▶ _What you will do_:
Omit the pictures and copy the entries exactly.

▶ _Stored data_:
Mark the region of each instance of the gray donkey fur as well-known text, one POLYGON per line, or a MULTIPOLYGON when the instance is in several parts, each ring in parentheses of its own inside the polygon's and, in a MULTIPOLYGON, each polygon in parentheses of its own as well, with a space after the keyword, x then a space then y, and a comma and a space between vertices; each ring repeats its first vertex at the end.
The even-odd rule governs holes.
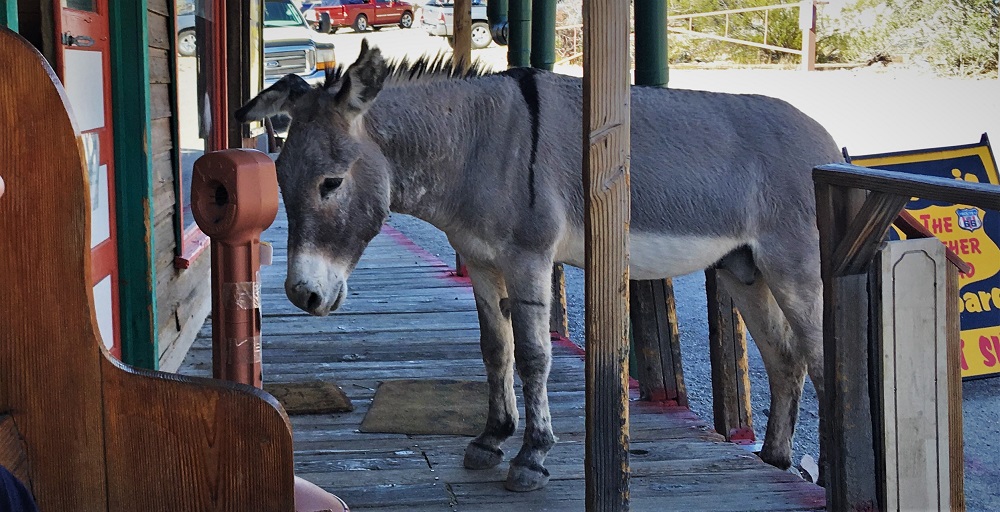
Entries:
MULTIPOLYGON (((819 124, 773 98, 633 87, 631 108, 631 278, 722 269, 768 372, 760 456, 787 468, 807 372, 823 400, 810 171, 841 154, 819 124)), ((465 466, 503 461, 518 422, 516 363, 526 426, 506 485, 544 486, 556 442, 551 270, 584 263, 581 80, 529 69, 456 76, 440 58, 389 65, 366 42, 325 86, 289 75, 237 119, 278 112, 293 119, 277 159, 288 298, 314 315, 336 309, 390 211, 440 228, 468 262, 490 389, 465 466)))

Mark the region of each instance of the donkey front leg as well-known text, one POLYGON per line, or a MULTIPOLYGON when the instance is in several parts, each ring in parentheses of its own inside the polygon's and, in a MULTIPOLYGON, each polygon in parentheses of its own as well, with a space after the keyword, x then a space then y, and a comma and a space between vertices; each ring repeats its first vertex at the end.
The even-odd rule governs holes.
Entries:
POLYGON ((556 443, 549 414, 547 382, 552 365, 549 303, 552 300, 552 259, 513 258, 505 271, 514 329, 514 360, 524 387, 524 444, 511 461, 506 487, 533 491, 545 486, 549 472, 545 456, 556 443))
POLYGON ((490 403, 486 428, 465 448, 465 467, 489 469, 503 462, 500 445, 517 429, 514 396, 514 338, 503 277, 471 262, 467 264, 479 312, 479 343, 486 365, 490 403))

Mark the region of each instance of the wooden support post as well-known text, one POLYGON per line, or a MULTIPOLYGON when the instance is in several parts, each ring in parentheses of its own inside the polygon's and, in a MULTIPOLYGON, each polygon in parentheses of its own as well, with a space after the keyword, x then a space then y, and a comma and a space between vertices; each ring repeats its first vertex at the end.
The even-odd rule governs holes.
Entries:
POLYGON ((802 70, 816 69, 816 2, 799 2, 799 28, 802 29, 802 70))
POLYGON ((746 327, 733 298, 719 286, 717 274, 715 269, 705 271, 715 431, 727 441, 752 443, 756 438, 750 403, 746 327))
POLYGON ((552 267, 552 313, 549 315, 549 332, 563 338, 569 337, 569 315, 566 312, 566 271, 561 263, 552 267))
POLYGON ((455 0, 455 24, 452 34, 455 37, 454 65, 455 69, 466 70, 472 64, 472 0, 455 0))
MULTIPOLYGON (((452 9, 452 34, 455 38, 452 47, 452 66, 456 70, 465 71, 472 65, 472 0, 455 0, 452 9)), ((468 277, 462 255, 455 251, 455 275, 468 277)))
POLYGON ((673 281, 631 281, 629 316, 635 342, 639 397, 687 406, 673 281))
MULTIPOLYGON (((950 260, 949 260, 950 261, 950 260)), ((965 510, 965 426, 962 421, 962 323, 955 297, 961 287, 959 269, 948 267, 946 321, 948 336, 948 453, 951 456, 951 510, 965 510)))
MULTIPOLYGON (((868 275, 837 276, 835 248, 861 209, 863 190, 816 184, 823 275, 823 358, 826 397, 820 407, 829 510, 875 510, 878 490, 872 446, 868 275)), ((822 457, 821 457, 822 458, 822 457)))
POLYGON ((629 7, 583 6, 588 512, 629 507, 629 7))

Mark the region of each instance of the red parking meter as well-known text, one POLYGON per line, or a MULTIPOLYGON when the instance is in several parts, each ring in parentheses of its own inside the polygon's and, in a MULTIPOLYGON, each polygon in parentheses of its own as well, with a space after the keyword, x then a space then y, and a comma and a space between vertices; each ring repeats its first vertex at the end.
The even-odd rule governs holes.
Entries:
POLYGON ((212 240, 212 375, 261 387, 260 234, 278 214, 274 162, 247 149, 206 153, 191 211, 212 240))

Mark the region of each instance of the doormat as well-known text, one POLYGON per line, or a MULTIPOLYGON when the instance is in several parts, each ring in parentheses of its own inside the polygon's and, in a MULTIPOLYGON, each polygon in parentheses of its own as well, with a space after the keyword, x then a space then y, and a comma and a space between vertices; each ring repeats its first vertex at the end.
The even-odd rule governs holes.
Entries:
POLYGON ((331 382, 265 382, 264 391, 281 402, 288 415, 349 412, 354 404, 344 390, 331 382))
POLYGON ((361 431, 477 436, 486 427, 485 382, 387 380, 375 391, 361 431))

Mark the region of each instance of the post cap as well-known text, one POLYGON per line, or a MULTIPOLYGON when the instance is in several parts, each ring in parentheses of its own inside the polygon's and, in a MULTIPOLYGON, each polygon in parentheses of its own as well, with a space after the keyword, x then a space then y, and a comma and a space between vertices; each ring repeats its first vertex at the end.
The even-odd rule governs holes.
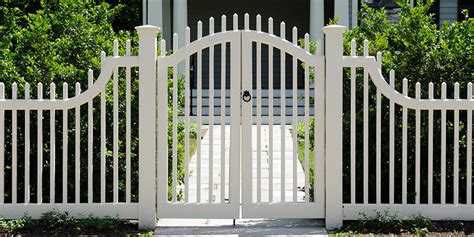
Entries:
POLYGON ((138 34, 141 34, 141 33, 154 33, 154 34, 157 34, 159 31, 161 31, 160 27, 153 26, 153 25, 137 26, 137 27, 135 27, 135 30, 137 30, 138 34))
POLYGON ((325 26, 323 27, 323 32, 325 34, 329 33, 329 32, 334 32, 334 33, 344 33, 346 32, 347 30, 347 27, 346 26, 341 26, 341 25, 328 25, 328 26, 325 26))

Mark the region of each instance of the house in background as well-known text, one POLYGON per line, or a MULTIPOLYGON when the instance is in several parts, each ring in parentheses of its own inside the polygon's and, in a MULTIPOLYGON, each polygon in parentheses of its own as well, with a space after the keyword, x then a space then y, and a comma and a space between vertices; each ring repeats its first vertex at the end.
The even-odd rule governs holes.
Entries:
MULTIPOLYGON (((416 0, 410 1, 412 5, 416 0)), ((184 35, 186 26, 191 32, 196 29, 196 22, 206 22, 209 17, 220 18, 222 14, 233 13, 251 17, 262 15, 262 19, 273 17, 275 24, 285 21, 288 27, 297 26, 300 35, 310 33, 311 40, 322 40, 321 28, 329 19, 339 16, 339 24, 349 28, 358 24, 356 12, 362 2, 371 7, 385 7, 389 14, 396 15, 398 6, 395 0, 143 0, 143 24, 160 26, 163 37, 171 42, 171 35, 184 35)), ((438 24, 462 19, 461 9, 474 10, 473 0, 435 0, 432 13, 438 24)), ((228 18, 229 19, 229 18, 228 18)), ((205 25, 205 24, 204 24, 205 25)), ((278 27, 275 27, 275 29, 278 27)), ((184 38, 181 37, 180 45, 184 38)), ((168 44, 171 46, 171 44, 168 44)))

▶ _Completed task_:
Mark the region of each instance of the gray donkey fur as well-known text, one POLYGON per line, or a MULTIPOLYGON when the instance is in several parts, each ring in parentheses of its own inside the polygon's and, in a MULTIPOLYGON, each polygon in parentheses of its own as well, with a space after the keyword, x then a space then y, and a comma and a space between vertices; each ring repeats its first vertex at the end.
The even-odd rule governs holes.
Entries:
MULTIPOLYGON (((819 124, 773 98, 633 87, 631 108, 631 278, 722 269, 768 372, 760 456, 787 468, 807 372, 823 400, 810 171, 841 154, 819 124)), ((465 466, 503 461, 518 422, 516 363, 526 426, 506 485, 544 486, 556 442, 551 270, 584 263, 581 80, 529 69, 456 76, 440 58, 389 65, 366 42, 325 86, 289 75, 237 119, 278 112, 293 119, 277 159, 288 298, 314 315, 336 309, 390 211, 440 228, 468 262, 490 389, 465 466)))

Mark the region of each instance of the donkey front leg as well-known text, one POLYGON per line, or a MULTIPOLYGON when the instance is in several parts, each ring in parentheses of its own inside the polygon's and, in a MULTIPOLYGON, each polygon in parentheses of its own as well, with a space after the keyword, x then a space then y, and a comma and a space between vertices; each ring repeats its first vertex at the end.
The even-odd rule governs holes.
Entries:
POLYGON ((556 443, 549 414, 547 382, 552 365, 549 303, 552 300, 552 259, 513 258, 505 271, 514 329, 514 360, 524 387, 524 444, 511 461, 506 487, 533 491, 545 486, 549 472, 545 456, 556 443))
POLYGON ((490 403, 486 428, 465 448, 465 467, 489 469, 503 462, 500 445, 517 429, 514 396, 514 338, 503 277, 471 262, 467 264, 479 312, 479 343, 486 365, 490 403))

Mark the region of each instance of the wooden support post as well-known text, one POLYGON per line, or a MULTIPOLYGON when the instance is in several parts, each ring in parentheses of its own inside the polygon's and, in a MULTIPOLYGON, each polygon in parentheses of its own as well, with a space after the keyword, x then a space then y, and a comma and a space between vertices; each ring repeats its first vertex at the end.
The even-odd rule governs holes.
Entries:
POLYGON ((802 70, 816 69, 816 2, 799 2, 799 28, 802 29, 802 70))
POLYGON ((746 327, 733 298, 719 286, 717 274, 715 269, 705 271, 715 431, 727 441, 752 443, 756 438, 750 403, 746 327))
POLYGON ((552 267, 552 313, 549 315, 549 332, 563 338, 569 337, 569 315, 566 312, 566 271, 561 263, 552 267))
POLYGON ((455 0, 455 24, 452 34, 455 37, 454 65, 455 69, 466 70, 472 64, 472 0, 455 0))
MULTIPOLYGON (((452 9, 452 34, 455 38, 452 47, 452 66, 456 70, 465 71, 472 65, 472 0, 455 0, 452 9)), ((468 277, 462 255, 455 251, 455 275, 468 277)))
POLYGON ((673 281, 631 281, 629 316, 635 342, 639 397, 687 406, 673 281))
MULTIPOLYGON (((950 260, 949 260, 950 261, 950 260)), ((965 510, 965 426, 962 421, 962 323, 955 297, 961 287, 959 269, 948 267, 946 321, 948 336, 948 453, 951 456, 951 510, 965 510)))
MULTIPOLYGON (((868 275, 837 276, 835 248, 861 209, 863 190, 816 184, 823 275, 823 358, 826 397, 820 407, 829 510, 875 510, 878 490, 872 446, 868 275)), ((822 457, 821 457, 822 458, 822 457)))
POLYGON ((629 7, 583 6, 588 512, 629 507, 629 7))

Mark the region of each instance of the red parking meter as well-known text, one POLYGON per line, or a MULTIPOLYGON when the instance is in several parts, each ring in parentheses of its own inside the polygon's and, in a MULTIPOLYGON, each polygon in parentheses of its own as well, with a space after the keyword, x then a space then y, and a comma and a space between vertices; each ring repeats its first vertex at the end.
The even-odd rule governs holes.
Entries:
POLYGON ((212 240, 212 375, 261 387, 260 234, 278 214, 274 162, 247 149, 206 153, 191 211, 212 240))

Mark the region of each instance of the doormat as well-known text, one POLYGON per line, or a MULTIPOLYGON when the instance is in several parts, each ring in parentheses of its own inside the polygon's and, in a MULTIPOLYGON, each polygon in parentheses of its own as well, with a space after the keyword, x then a space then y, and a comma and a space between vertices; each ring repeats its first vertex at the end.
The even-odd rule governs holes.
Entries:
POLYGON ((331 382, 265 382, 264 391, 281 402, 288 415, 349 412, 354 404, 344 390, 331 382))
POLYGON ((361 431, 477 436, 486 427, 485 382, 387 380, 375 391, 361 431))

Mark the region of each instance of the post cap as well-known text, one POLYGON per line, or a MULTIPOLYGON when the instance is in several parts, each ring in parentheses of its own inside the polygon's and, in a MULTIPOLYGON, each polygon in parentheses of its own as well, with a space after the keyword, x then a space then y, and a comma and a space between vertices; each ring repeats its first vertex at the end.
The even-odd rule governs holes.
Entries:
POLYGON ((138 34, 141 34, 141 33, 154 33, 154 34, 157 34, 159 31, 161 31, 160 27, 153 26, 153 25, 137 26, 137 27, 135 27, 135 30, 137 30, 138 34))
POLYGON ((325 26, 323 27, 323 32, 325 34, 329 33, 329 32, 334 32, 334 33, 344 33, 346 32, 347 30, 347 27, 346 26, 341 26, 341 25, 328 25, 328 26, 325 26))

Mark the region of each instance of the house in background as well-known text, one POLYGON per line, or a MULTIPOLYGON when the instance is in several parts, each ring in parentheses of its own inside the polygon's and, in a MULTIPOLYGON, each polygon in parentheses of its own as well, with a space after the keyword, x then a space then y, and a comma and a space between vertices; each ring repeats its first vertex at the end.
The even-odd rule governs holes.
Entries:
MULTIPOLYGON (((416 0, 410 1, 412 5, 416 0)), ((184 35, 186 26, 191 32, 196 29, 196 22, 206 22, 209 17, 220 18, 222 14, 233 13, 251 17, 262 15, 262 19, 273 17, 275 24, 285 21, 288 27, 297 26, 300 35, 310 33, 311 40, 322 40, 321 28, 329 19, 339 16, 339 24, 349 28, 358 24, 356 12, 362 2, 371 7, 385 7, 389 14, 396 15, 398 6, 395 0, 143 0, 143 24, 160 26, 163 37, 171 42, 171 35, 184 35)), ((438 24, 462 19, 461 9, 474 10, 473 0, 435 0, 432 13, 438 24)), ((228 18, 229 19, 229 18, 228 18)), ((205 25, 205 24, 204 24, 205 25)), ((278 27, 275 27, 275 29, 278 27)), ((184 38, 181 37, 180 45, 184 38)), ((168 44, 171 46, 171 44, 168 44)))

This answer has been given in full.